Transforme as linhas dos registros abaixo em uma lista JSON de strings, com uma string para cada linha e sem as linhas em branco, abrangendo todos os registros. Deixe as imagens de fora da resposta.

Registros de localização de objetos em imagens

....

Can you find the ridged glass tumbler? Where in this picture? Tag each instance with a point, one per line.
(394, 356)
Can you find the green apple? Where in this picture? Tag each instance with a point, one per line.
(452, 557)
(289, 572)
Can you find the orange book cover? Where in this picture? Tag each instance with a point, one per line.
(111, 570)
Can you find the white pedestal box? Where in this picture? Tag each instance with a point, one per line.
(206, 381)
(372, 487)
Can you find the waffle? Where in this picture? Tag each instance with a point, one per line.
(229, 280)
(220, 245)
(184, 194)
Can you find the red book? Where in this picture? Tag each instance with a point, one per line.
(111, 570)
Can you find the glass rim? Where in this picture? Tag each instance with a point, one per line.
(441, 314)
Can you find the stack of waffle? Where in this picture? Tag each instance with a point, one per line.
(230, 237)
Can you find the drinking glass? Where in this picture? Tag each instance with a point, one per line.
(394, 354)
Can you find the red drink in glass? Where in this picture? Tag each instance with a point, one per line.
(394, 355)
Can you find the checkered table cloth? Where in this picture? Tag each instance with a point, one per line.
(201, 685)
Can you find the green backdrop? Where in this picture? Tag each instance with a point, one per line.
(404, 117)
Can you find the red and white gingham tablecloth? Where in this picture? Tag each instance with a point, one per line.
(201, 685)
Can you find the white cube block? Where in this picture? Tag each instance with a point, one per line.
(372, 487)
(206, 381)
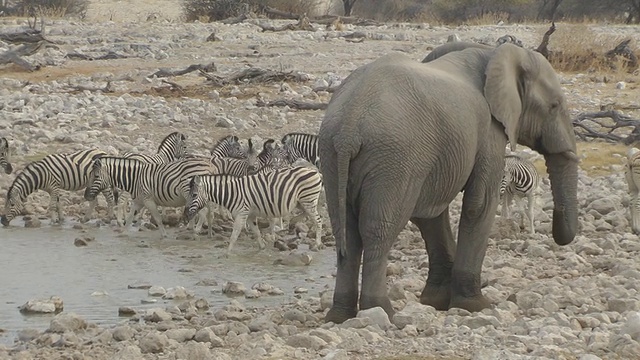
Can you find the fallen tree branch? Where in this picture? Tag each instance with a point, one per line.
(111, 55)
(255, 75)
(625, 51)
(279, 14)
(28, 36)
(173, 86)
(543, 47)
(606, 130)
(106, 89)
(293, 104)
(169, 73)
(16, 55)
(303, 24)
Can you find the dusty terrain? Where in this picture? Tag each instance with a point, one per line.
(576, 302)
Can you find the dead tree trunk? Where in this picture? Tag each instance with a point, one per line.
(543, 48)
(599, 129)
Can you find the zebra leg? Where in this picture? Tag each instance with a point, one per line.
(153, 210)
(256, 231)
(55, 204)
(210, 219)
(136, 206)
(635, 214)
(238, 224)
(506, 205)
(311, 208)
(530, 202)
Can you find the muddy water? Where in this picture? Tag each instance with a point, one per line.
(39, 263)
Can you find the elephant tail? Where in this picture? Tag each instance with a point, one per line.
(345, 154)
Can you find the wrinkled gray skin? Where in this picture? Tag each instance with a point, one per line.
(400, 139)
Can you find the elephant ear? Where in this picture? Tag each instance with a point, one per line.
(504, 88)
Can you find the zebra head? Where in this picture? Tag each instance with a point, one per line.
(266, 157)
(195, 200)
(173, 146)
(4, 156)
(252, 158)
(97, 181)
(14, 202)
(228, 146)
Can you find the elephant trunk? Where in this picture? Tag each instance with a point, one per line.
(563, 173)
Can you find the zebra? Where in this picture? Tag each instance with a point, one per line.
(228, 146)
(520, 178)
(149, 184)
(632, 174)
(271, 194)
(171, 148)
(301, 145)
(53, 173)
(4, 156)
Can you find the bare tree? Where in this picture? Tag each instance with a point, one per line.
(348, 6)
(634, 12)
(548, 9)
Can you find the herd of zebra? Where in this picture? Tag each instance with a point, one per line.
(271, 183)
(248, 183)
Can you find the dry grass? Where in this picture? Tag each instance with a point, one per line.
(419, 357)
(597, 157)
(577, 48)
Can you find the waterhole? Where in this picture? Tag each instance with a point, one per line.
(93, 280)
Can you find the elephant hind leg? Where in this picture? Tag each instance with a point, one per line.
(345, 296)
(381, 220)
(441, 248)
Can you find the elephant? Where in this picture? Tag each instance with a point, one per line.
(401, 138)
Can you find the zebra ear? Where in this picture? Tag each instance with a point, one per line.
(195, 181)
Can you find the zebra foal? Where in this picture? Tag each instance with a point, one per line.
(271, 195)
(521, 179)
(54, 173)
(171, 148)
(301, 145)
(4, 156)
(632, 174)
(149, 184)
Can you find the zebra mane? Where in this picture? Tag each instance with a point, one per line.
(294, 134)
(226, 139)
(169, 137)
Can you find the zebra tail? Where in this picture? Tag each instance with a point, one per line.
(344, 159)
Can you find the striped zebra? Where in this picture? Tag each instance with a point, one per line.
(4, 156)
(54, 173)
(171, 148)
(521, 179)
(149, 184)
(272, 194)
(228, 146)
(632, 174)
(301, 145)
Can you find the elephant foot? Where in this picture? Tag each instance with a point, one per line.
(436, 295)
(339, 315)
(368, 302)
(472, 304)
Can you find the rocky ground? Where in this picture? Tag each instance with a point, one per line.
(580, 301)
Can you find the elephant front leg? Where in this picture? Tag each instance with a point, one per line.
(478, 212)
(441, 249)
(345, 296)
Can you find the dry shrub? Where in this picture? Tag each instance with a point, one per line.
(50, 8)
(490, 18)
(399, 10)
(577, 48)
(214, 10)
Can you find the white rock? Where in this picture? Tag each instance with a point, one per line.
(377, 316)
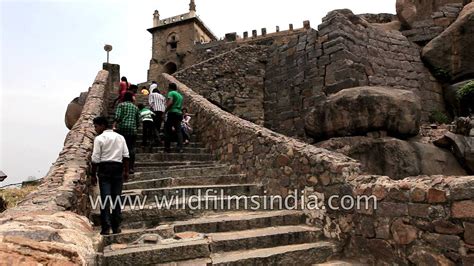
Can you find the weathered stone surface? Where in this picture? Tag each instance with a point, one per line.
(397, 158)
(411, 11)
(451, 51)
(462, 148)
(403, 234)
(347, 112)
(41, 229)
(463, 209)
(74, 109)
(423, 256)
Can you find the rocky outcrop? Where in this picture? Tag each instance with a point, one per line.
(450, 54)
(360, 110)
(462, 147)
(74, 109)
(411, 11)
(395, 158)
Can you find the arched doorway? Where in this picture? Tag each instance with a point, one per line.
(170, 68)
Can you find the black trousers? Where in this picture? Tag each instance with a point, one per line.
(173, 121)
(158, 120)
(148, 132)
(131, 141)
(110, 185)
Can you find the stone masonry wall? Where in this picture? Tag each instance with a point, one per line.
(233, 81)
(425, 30)
(280, 163)
(419, 220)
(346, 52)
(49, 227)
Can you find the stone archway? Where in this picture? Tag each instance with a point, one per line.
(170, 68)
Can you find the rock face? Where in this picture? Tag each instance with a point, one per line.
(453, 103)
(450, 54)
(395, 158)
(74, 109)
(411, 11)
(357, 111)
(462, 147)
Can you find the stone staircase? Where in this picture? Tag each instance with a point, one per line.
(185, 235)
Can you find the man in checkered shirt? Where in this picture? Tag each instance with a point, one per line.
(127, 121)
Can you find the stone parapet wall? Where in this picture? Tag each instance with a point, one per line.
(233, 80)
(345, 52)
(418, 220)
(50, 225)
(280, 163)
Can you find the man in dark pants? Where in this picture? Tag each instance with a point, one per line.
(174, 105)
(127, 120)
(110, 163)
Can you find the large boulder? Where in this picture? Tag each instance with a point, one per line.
(74, 110)
(411, 11)
(395, 158)
(450, 54)
(357, 111)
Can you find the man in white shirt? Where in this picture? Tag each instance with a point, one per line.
(110, 162)
(157, 104)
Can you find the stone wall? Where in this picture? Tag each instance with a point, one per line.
(233, 81)
(49, 226)
(280, 163)
(424, 30)
(346, 52)
(420, 220)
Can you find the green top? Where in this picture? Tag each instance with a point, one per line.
(177, 102)
(127, 116)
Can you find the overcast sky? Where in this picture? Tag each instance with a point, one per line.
(52, 50)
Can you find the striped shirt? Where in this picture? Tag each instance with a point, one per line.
(157, 102)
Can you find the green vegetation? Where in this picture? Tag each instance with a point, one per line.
(466, 98)
(439, 118)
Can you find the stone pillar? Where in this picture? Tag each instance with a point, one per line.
(114, 76)
(156, 18)
(306, 24)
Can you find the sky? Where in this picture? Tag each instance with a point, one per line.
(51, 51)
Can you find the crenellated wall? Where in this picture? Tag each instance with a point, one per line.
(50, 225)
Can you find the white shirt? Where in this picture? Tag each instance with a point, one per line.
(109, 147)
(157, 102)
(152, 87)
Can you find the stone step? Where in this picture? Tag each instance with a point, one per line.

....

> RESPOSTA ESCRITA:
[
  "Can you find the ridged glass tumbler? Where in this picture? Tag each instance with a point, one per line.",
  "(394, 356)",
  "Can you find the green apple? Where in this picture? Tag each instance with a point, one per line.",
  "(452, 557)",
  "(289, 572)",
  "Can you find the orange book cover? Where in this picture? Tag each instance with a point, one per line.",
  "(111, 570)",
  "Can you find the white pedestal box? Where in this picture? Tag each instance with a point, one per line.",
  "(206, 381)",
  "(372, 487)",
  "Can you find the waffle? Where in this picture? Tag each instance with a point, one per line.",
  "(229, 280)",
  "(220, 245)",
  "(184, 194)",
  "Can you find the red book? Where in this picture? Tag each instance with a point, one per line.",
  "(111, 570)",
  "Can you find the glass rim? Where in this picture? Tag each instance with a point, one per line.",
  "(441, 314)",
  "Can you find the stack of waffle? Where in this picture? Tag each instance with a point, one per line.",
  "(230, 237)",
  "Can you find the drinking glass? Where in this picture? Tag each instance with a point, one per line.",
  "(394, 354)",
  "Can you find the red drink in glass? Where in this picture? Tag each instance with a point, one per line.",
  "(394, 355)",
  "Can you find the checkered table cloth? Where in this picture? Tag each instance with a point, one per line.",
  "(201, 685)",
  "Can you find the green backdrop? Where in this picture? Tag each instance with a point, one per line.",
  "(404, 117)",
  "Can you find the red and white gingham tablecloth? Where in this picture? Tag each instance with a point, one per line.",
  "(201, 685)",
  "Can you find the white cube block? Where in this picture? Tag each instance with a point, one per line.",
  "(372, 487)",
  "(206, 381)",
  "Can you find the fallen tree branch? Where in this picture? Tag each instance with a point, one per line.",
  "(111, 55)",
  "(255, 75)",
  "(625, 51)",
  "(279, 14)",
  "(28, 36)",
  "(173, 86)",
  "(543, 47)",
  "(606, 130)",
  "(106, 89)",
  "(293, 104)",
  "(169, 73)",
  "(16, 55)",
  "(303, 24)",
  "Can you find the dusty terrain? Where in this picture? Tag each instance with a point, one per line.",
  "(576, 302)",
  "Can you find the dead tree trunk? Where in this picture? Tag each instance with a point, one per line.",
  "(543, 48)",
  "(599, 129)",
  "Can you find the zebra leg? Where in this picture? Tag each instance with a point, one per line.",
  "(153, 210)",
  "(256, 231)",
  "(55, 204)",
  "(210, 219)",
  "(136, 206)",
  "(635, 214)",
  "(238, 224)",
  "(506, 205)",
  "(311, 208)",
  "(530, 202)",
  "Can you find the muddy water? Where in this picture? Tag each instance with a point, one per line.",
  "(39, 263)",
  "Can you find the elephant tail? Where in this picture? Tag each instance with a point, one per line.",
  "(345, 154)",
  "Can you find the wrinkled gray skin? Where in this picture? Tag each instance with a point, one per line.",
  "(400, 139)",
  "Can you find the elephant ear? Where in this picture? Tag each instance with a point, one per line.",
  "(504, 88)",
  "Can you find the zebra head? Where in this picture? Tag each instance with a point, one per line.",
  "(266, 157)",
  "(195, 200)",
  "(173, 146)",
  "(4, 156)",
  "(252, 158)",
  "(97, 181)",
  "(14, 202)",
  "(228, 146)",
  "Can you find the elephant trunk? Where in this picture? Tag each instance with a point, one per line.",
  "(563, 173)",
  "Can you find the zebra? Where in this picture? Tag each instance with a point, one per line.",
  "(228, 146)",
  "(520, 178)",
  "(149, 184)",
  "(632, 174)",
  "(271, 194)",
  "(171, 148)",
  "(301, 145)",
  "(53, 173)",
  "(4, 156)",
  "Can you find the bare tree? Where in this picture? Tag each instance with a point, one per line.",
  "(348, 6)",
  "(634, 12)",
  "(548, 9)",
  "Can you find the herd of zebra? Where in this picture? Tag each instance with a point, one per line.",
  "(271, 183)",
  "(248, 183)",
  "Can you find the dry grass? Where in this picture? Tag each instance with a point, one per line.",
  "(419, 357)",
  "(597, 157)",
  "(577, 48)",
  "Can you find the waterhole? Where in this picture? Tag each instance with a point, one per line.",
  "(93, 280)",
  "Can you find the elephant hind leg? Where in this picture? Tag each instance with a point, one per line.",
  "(345, 296)",
  "(381, 220)",
  "(441, 248)",
  "Can you find the elephant? Where in this picture? Tag each instance with a point, one per line.",
  "(401, 138)",
  "Can you find the zebra ear? Where in this picture? Tag each instance with a point, one per line.",
  "(195, 181)",
  "Can you find the zebra foal? Where in this picture? Tag each instance with a point, one per line.",
  "(271, 195)",
  "(521, 179)",
  "(54, 173)",
  "(171, 148)",
  "(301, 145)",
  "(4, 156)",
  "(632, 174)",
  "(149, 184)",
  "Can you find the zebra mane? Where in this picture? Tag each instance with a point, one per line.",
  "(294, 134)",
  "(226, 139)",
  "(169, 137)",
  "Can you find the zebra tail? Where in this picture? Tag each instance with a point, one per line.",
  "(344, 159)",
  "Can you find the striped zebra? Where in this picture? Tag each instance with a point, one per line.",
  "(4, 156)",
  "(54, 173)",
  "(171, 148)",
  "(521, 179)",
  "(149, 184)",
  "(272, 194)",
  "(228, 146)",
  "(632, 174)",
  "(301, 145)",
  "Can you find the elephant foot? Where in this picture? Tag each instance with a point, one per line.",
  "(436, 295)",
  "(339, 315)",
  "(368, 302)",
  "(472, 304)",
  "Can you find the rocky ground? Where in this picture? Tag each instance with a point, one per line.",
  "(580, 301)",
  "Can you find the elephant front leg? Where in this picture? Tag each instance with a point, one per line.",
  "(478, 212)",
  "(441, 249)",
  "(345, 296)",
  "Can you find the dry shrub? Where in this picture? Tag each instance with a point, one per line.",
  "(50, 8)",
  "(490, 18)",
  "(399, 10)",
  "(577, 48)",
  "(214, 10)",
  "Can you find the white rock? Where in this picture? Tag each instance with a point, one per line.",
  "(377, 316)",
  "Can you find the weathered stone surface? Where in this picture? Tag each instance with a point, one per line.",
  "(397, 158)",
  "(411, 11)",
  "(451, 51)",
  "(462, 148)",
  "(403, 234)",
  "(347, 112)",
  "(41, 229)",
  "(463, 209)",
  "(74, 109)",
  "(423, 256)",
  "Can you find the rocky outcrop? Where in this picture? Tag each instance with a point, one per line.",
  "(450, 54)",
  "(360, 110)",
  "(462, 147)",
  "(74, 109)",
  "(411, 11)",
  "(395, 158)",
  "Can you find the arched doorway? Where in this picture? Tag each instance with a point, one per line.",
  "(170, 68)",
  "Can you find the black trousers? Where in this picture? Tag each instance with a point, one per line.",
  "(173, 121)",
  "(158, 120)",
  "(148, 132)",
  "(131, 141)",
  "(110, 185)",
  "Can you find the stone masonry wall? Where in this picture? Tag each instance with a point, one per line.",
  "(233, 81)",
  "(425, 30)",
  "(280, 163)",
  "(419, 220)",
  "(346, 52)",
  "(49, 227)",
  "Can you find the stone archway? Where in this picture? Tag each instance with a point, one per line.",
  "(170, 68)",
  "Can you find the rock face? Where in this picture? Tag each instance with a point, one per line.",
  "(453, 103)",
  "(450, 54)",
  "(395, 158)",
  "(74, 109)",
  "(411, 11)",
  "(357, 111)",
  "(462, 147)",
  "Can you find the stone staircase? Where in this picture? Tag each instance with a point, one per line.",
  "(185, 235)",
  "Can you find the man in checkered shirt? Where in this picture? Tag each instance with a point, one per line.",
  "(127, 121)",
  "Can you find the stone parapet wall? Where in this picture? Tag each instance with a point, one per line.",
  "(233, 80)",
  "(345, 52)",
  "(418, 220)",
  "(50, 225)",
  "(280, 163)",
  "Can you find the man in dark pants? Where in this picture? Tag each instance with a point, one per line.",
  "(174, 105)",
  "(127, 120)",
  "(110, 163)",
  "Can you find the large boulder? Where in this picture? Tag each instance with a point, one per line.",
  "(74, 110)",
  "(411, 11)",
  "(395, 158)",
  "(450, 54)",
  "(357, 111)",
  "Can you find the man in white shirt? Where in this picture? Tag each instance with a point, one per line.",
  "(110, 162)",
  "(157, 104)",
  "Can you find the stone wall? Where in this picture? Tag each instance with a point, one per line.",
  "(233, 81)",
  "(49, 226)",
  "(280, 163)",
  "(424, 30)",
  "(346, 52)",
  "(420, 220)",
  "Can you find the green top? Where in this picture? Tag each instance with a point, one per line.",
  "(177, 102)",
  "(127, 116)",
  "Can you find the overcast sky? Where in this picture? Tag each instance with a point, one per line.",
  "(52, 50)",
  "Can you find the striped shirt? Where in this picture? Tag each instance with a point, one per line.",
  "(157, 102)",
  "Can you find the green vegetation? Where in this picture? Tag each instance with a point, one per line.",
  "(466, 98)",
  "(439, 118)",
  "Can you find the stone pillar? Where in this picture? Tag each instance with a point, one per line.",
  "(114, 76)",
  "(156, 18)",
  "(306, 24)",
  "Can you find the sky? Where in this picture? Tag each instance with a point, one per line.",
  "(51, 51)",
  "Can you find the crenellated wall? Where in this picture? Tag each instance with a point, one per line.",
  "(50, 225)",
  "Can you find the white shirt? Where in this picture? Tag each instance with a point, one per line.",
  "(109, 147)",
  "(157, 102)",
  "(152, 87)",
  "Can you find the stone step? Where in this picture? Tag each instance with a point, one per line."
]